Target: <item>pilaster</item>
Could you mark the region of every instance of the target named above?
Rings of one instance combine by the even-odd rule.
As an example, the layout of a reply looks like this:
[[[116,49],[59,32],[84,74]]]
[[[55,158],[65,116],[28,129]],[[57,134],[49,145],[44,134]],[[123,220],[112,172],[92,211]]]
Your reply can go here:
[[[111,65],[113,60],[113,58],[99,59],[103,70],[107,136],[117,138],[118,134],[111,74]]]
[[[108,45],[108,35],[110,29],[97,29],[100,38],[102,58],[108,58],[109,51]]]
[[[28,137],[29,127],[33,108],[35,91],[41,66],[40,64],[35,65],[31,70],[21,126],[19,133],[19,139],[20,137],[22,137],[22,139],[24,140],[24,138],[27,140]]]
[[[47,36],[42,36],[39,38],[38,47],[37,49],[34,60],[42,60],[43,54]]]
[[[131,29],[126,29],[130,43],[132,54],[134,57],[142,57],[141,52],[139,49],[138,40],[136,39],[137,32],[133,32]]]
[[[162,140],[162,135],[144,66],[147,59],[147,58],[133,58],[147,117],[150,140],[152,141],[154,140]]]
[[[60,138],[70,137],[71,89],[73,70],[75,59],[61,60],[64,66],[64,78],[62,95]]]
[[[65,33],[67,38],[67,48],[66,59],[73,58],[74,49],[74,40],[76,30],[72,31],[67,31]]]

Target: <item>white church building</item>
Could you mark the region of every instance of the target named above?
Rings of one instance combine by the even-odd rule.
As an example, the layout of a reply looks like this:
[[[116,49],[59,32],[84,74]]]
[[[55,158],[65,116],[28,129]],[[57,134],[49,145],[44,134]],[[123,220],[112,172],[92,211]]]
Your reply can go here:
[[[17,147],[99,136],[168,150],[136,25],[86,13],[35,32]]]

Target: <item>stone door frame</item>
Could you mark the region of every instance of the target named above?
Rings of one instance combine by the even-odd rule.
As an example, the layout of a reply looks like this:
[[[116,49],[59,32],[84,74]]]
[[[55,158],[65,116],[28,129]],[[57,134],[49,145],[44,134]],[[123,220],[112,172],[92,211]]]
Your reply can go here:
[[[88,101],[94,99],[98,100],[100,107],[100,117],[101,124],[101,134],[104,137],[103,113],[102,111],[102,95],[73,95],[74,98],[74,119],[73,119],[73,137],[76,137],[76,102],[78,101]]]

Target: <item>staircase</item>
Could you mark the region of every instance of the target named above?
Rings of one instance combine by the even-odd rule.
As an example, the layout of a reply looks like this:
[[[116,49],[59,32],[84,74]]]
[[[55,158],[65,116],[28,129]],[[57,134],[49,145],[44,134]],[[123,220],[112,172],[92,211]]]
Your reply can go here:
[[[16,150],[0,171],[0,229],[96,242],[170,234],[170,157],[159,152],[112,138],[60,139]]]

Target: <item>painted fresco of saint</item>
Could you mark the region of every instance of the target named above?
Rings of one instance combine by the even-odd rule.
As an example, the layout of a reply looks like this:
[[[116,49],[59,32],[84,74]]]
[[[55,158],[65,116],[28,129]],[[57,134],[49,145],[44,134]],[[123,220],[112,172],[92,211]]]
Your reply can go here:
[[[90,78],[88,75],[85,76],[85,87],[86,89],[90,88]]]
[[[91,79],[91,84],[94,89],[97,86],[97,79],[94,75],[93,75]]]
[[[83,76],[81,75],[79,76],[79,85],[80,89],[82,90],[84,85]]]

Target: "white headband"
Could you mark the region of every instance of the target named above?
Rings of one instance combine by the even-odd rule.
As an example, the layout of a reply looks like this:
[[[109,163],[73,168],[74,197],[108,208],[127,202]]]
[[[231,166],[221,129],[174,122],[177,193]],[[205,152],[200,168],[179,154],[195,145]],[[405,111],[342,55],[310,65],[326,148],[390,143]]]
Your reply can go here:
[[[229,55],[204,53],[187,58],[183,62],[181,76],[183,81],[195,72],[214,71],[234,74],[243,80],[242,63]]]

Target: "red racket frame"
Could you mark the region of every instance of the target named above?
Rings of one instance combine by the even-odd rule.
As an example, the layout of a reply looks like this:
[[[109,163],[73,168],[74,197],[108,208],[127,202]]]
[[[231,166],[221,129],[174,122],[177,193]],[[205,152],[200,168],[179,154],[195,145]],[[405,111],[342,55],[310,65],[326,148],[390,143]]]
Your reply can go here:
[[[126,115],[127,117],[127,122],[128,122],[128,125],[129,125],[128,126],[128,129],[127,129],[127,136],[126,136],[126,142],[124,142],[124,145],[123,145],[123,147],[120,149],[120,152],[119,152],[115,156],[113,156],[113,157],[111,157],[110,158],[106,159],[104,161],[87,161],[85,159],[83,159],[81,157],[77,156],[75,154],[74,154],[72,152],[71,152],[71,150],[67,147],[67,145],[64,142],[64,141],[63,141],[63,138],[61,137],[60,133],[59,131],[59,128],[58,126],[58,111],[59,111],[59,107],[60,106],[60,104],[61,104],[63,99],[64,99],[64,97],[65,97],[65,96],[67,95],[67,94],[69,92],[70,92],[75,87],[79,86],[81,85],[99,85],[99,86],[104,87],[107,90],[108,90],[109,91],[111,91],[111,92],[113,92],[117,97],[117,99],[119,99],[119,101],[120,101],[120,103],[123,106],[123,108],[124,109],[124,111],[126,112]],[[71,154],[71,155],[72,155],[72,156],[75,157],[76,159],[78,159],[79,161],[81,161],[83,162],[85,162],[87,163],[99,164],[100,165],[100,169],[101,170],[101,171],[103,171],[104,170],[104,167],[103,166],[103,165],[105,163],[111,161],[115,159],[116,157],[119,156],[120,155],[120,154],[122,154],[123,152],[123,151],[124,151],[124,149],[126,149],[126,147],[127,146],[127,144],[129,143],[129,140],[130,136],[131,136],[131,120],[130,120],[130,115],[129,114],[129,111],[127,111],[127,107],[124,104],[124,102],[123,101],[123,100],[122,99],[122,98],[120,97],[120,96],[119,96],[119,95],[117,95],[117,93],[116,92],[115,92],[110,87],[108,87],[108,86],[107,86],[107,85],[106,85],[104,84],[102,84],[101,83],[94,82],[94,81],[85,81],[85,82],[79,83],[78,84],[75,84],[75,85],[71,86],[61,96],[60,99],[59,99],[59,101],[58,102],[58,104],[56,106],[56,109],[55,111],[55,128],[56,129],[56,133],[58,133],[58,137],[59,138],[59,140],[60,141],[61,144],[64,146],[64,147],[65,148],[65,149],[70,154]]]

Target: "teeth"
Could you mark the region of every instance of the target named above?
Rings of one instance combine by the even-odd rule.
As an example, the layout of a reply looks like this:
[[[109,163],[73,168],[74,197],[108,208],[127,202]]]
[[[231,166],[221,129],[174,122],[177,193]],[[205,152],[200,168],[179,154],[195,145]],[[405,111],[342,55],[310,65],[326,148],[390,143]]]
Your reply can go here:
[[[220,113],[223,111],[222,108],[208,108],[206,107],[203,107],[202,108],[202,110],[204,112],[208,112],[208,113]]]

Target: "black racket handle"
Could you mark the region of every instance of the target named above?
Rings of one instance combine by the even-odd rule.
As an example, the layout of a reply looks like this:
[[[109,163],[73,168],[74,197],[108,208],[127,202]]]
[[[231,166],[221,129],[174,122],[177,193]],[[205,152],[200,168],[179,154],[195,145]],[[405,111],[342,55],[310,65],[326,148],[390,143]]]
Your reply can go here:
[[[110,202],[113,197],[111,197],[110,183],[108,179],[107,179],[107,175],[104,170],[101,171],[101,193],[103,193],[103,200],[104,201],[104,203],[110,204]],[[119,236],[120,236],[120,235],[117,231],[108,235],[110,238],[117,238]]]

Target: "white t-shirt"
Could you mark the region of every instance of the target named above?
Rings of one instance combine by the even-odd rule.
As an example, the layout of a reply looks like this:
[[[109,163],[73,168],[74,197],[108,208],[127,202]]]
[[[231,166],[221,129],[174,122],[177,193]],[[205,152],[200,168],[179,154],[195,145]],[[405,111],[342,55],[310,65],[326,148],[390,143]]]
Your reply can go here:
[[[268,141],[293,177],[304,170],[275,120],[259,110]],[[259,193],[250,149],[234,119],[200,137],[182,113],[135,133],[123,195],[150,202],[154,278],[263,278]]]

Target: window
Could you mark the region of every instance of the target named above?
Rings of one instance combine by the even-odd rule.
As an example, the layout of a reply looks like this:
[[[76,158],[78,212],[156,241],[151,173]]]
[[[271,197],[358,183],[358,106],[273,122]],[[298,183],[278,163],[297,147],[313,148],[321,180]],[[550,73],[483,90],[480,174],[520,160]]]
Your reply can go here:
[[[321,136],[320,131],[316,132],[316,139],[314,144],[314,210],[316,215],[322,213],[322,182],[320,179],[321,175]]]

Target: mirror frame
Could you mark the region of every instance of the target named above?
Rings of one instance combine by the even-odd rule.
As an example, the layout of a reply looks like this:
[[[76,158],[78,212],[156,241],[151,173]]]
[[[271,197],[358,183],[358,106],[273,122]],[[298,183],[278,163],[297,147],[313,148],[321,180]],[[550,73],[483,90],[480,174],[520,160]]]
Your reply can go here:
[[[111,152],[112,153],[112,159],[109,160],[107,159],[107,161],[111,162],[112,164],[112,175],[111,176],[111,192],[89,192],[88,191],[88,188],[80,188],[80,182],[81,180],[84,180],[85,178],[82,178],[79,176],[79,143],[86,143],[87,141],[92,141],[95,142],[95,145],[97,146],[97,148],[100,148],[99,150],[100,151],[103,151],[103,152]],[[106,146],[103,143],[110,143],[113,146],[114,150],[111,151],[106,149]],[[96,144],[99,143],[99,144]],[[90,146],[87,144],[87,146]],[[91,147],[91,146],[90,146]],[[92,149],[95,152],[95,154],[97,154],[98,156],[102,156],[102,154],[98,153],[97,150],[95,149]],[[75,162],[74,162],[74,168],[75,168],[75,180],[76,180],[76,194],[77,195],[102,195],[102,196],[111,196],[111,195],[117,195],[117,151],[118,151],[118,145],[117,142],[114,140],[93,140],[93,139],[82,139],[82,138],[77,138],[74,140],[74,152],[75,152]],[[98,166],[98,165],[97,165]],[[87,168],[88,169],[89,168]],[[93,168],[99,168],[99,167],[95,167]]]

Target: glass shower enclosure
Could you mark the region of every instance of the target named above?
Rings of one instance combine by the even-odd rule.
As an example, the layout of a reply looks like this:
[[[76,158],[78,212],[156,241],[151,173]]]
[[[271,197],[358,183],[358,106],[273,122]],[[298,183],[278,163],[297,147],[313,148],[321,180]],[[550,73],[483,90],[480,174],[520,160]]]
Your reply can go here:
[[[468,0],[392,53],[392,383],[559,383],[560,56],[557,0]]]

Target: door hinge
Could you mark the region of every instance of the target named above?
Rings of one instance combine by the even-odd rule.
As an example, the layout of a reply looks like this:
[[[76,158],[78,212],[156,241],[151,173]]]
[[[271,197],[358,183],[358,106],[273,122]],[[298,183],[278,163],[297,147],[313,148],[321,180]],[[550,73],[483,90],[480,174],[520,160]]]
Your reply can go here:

▶ Task details: Each line from the one containing "Target: glass shower enclosure" to the end of the listing above should be copied exactly, and nothing else.

▶ Exercise output:
Target: glass shower enclosure
Could you mark the region of every instance of the target named above?
Rings of one instance combine by the even-odd rule.
As an example, the layout of a reply looks like this:
[[[76,158],[78,212],[156,241],[151,173]]]
[[[271,197],[358,183],[358,106],[273,122]],[[298,183],[278,163],[297,147],[313,148],[321,180]],[[550,73],[483,90],[480,174],[520,160]]]
Your reply can go here:
[[[468,0],[392,53],[392,383],[559,383],[560,56],[557,0]]]

Target: door hinge
Could you mark the region of every instance of the target named above?
Rings of one instance combine by the even-odd rule.
As an example, the layout of a reply looks like this:
[[[76,158],[78,212],[156,241],[151,173]]]
[[[271,197],[358,183],[358,106],[273,122]],[[298,183],[278,163],[297,147],[313,148],[321,180]],[[550,73],[483,90],[480,174],[520,160]]]
Your reply can go here:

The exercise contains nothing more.